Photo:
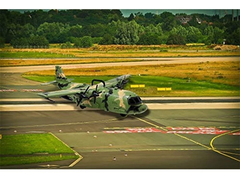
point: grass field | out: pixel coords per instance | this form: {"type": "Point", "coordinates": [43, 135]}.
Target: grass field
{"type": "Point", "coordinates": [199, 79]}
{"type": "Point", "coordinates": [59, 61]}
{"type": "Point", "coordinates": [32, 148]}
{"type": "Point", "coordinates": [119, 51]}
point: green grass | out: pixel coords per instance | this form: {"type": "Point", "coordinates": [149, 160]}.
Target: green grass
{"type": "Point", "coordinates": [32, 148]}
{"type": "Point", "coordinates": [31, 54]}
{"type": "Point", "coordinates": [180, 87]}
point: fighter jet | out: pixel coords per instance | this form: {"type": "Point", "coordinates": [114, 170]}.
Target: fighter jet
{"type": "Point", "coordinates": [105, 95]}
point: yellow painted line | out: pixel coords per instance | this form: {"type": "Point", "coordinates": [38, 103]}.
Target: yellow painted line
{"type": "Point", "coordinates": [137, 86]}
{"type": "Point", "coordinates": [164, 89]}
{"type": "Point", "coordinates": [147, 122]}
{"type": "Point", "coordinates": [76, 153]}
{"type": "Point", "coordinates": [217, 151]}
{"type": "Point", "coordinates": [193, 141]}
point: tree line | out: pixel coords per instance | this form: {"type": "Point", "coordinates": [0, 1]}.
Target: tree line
=====
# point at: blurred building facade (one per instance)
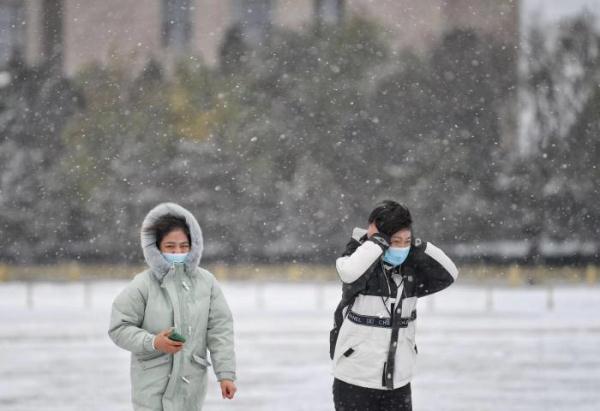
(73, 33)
=====
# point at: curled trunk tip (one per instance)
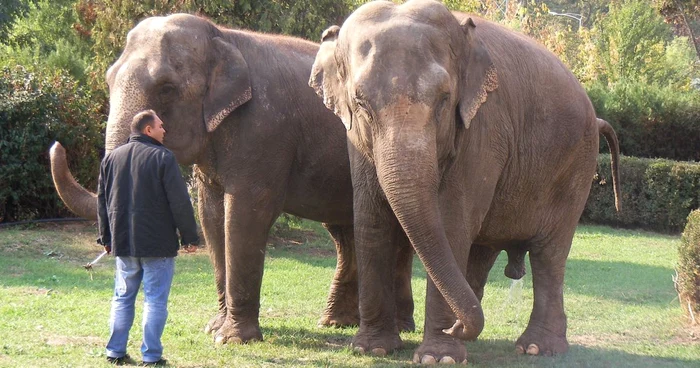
=====
Find every line in the listing above that contains the word "fighter", and copy each of those lines in full.

point: fighter jet | out: pixel coords per instance | this form: {"type": "Point", "coordinates": [114, 170]}.
Target: fighter jet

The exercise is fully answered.